◆ **Text segment**
Miller and Valasek unveil new Jeep hack at Black Hat, retire from car harcking
Chris Vasalek and Charlie Miller presented at Black Hat 2016. (Photo by SC)
Famed car hackers Chris Valasek and Charlie Miller hung up their spikes today at Black Hat announcing at the end of their presentation that they were moving on, but not before revealing a few more vulnerabilities in a Jeep Cherokee.
The pair, who made major waves last year when they showed how they could remotely take control of a Jeep's braking system, did so again this year. The difference this time around is the hack was done at speeds over 5 MPH, something the duo was unable to accomplish the first time around.
However, almost overshadowing that news was their statement that they were putting aside their car hacking research.
“We are going to hang up car hacking, someone else can pick it up,” Valasek told the crowd, with Miller encouraging others to continue their work.
Neither would say whether or not they will be attacking another project. The car hacking had been done on their own time and was mostly self-funded.
Miller and Valasek spoke before a huge crowd explaining how they worked out how to get around the speed restrictions thus enabling them to take control of the vehicle at speed. The hack was accomplished by going through the engine control unit (ECU) located in the steering column where they were able to send signals through the adaptive cruise control mechanism to turn the car, slam on the emergency brake and turn off the power steering. Unlike last year's hack of the Jeep, this one was not accomplished remotely, but through the vehicle's CAN network that the pair access through a USB port on the dashboard.
Miller said they had already shown how to remotely control the vehicle so this year they wanted to show what could be done once someone was inside the system.
Last year the two used the Jeep's audio/video system to gain entry. From there they hacked the diagnostic system to gain control. However, the diagnostic system does not allow any changes to be made at speeds over 5 MPH, so by using a different entry methodology they were able to do the hack at higher speeds.
However, despite their accomplishment, there is little danger in this type of attack being pulled off in the wild.
Valasek said that even though they were successful, the hack was extremely difficult, time-consuming and expensive to pull off. He said he did not believe more than a handful of people in the world could replicate their efforts.
Miller thinks it likely that other car brands are also susceptible to this type of hack, but he could not say for certain since their research was limited to a few vehicles.
What the pair did definitively say is that the car manufacturers had not changed their attitudes when it came to accepting and dealing with being hacked. “They hate us.”
Chrysler did react to what happened last year by applying a firmware patch and instructing Sprint to no longer send TCP/IP traffic to its cars.

◆ **Information given**
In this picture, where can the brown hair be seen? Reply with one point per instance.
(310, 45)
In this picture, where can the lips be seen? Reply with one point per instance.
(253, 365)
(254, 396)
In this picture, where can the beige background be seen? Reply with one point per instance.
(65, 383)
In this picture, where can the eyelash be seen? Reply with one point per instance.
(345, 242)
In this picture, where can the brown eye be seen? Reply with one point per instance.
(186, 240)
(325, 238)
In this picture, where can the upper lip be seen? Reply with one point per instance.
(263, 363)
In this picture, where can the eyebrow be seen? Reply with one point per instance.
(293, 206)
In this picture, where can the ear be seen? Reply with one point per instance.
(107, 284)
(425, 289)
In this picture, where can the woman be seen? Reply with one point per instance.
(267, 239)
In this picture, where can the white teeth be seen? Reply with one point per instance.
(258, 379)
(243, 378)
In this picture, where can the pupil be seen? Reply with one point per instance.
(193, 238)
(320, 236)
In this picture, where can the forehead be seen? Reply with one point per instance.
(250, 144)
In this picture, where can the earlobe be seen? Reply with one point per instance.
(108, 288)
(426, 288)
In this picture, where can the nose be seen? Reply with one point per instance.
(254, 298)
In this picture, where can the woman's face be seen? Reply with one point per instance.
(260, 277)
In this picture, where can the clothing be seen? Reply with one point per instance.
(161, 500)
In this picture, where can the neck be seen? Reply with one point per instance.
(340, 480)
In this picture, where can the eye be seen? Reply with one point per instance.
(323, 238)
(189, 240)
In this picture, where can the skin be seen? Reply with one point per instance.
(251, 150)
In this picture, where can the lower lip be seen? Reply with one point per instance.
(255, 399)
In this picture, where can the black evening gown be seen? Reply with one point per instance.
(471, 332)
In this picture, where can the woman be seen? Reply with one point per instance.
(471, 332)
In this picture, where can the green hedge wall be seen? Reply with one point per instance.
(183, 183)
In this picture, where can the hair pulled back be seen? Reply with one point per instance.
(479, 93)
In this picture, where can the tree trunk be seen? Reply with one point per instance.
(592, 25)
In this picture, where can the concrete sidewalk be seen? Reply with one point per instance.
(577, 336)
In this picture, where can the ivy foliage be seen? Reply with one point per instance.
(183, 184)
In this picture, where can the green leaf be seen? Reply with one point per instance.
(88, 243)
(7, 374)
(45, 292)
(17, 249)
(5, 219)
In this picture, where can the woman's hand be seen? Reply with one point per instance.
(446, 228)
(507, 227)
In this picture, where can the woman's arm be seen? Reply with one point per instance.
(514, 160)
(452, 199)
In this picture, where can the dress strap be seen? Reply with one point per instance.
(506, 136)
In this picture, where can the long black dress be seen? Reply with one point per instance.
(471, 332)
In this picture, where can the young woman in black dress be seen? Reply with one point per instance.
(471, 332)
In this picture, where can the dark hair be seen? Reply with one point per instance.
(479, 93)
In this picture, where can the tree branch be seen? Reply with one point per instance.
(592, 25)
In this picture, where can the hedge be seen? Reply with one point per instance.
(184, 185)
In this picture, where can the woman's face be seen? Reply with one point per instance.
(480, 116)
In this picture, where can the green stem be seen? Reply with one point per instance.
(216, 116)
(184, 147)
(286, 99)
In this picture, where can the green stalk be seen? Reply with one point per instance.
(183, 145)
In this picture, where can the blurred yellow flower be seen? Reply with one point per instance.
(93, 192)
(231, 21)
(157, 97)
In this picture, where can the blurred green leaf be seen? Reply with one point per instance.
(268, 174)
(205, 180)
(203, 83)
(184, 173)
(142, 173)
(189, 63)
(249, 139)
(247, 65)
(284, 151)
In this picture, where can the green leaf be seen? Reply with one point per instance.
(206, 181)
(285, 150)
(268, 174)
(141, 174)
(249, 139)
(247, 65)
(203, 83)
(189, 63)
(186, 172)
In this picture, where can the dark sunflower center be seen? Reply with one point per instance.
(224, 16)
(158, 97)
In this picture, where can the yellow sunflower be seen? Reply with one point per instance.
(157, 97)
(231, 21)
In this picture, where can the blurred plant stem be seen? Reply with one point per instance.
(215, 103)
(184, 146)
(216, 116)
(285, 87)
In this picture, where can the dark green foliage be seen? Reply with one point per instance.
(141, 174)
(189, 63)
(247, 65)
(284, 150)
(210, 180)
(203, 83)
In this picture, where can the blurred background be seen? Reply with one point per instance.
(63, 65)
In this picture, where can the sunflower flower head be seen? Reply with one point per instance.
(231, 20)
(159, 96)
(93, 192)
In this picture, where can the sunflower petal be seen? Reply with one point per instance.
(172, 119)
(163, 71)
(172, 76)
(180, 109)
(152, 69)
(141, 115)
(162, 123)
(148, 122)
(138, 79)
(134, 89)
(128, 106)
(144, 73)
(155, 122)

◆ **Work order 1**
Reproduce the Jeep hacking article word for word, between "However, almost overshadowing" and "continue their work.", inclusive.
◆ **Work order 2**
Answer these questions from the Jeep hacking article:
(a) Above what speed does the Jeep's diagnostic system block changes?
(b) Through what did the pair reach the vehicle's CAN network this year?
(c) What did Chrysler tell Sprint to stop doing?
The records have nothing to do with the Jeep hacking article.

◆ **Task response 1**
However, almost overshadowing that news was their statement that they were putting aside their car hacking research.
“We are going to hang up car hacking, someone else can pick it up,” Valasek told the crowd, with Miller encouraging others to continue their work.

◆ **Task response 2**
(a) 5 MPH
(b) A USB port on the dashboard
(c) Sending TCP/IP traffic to its cars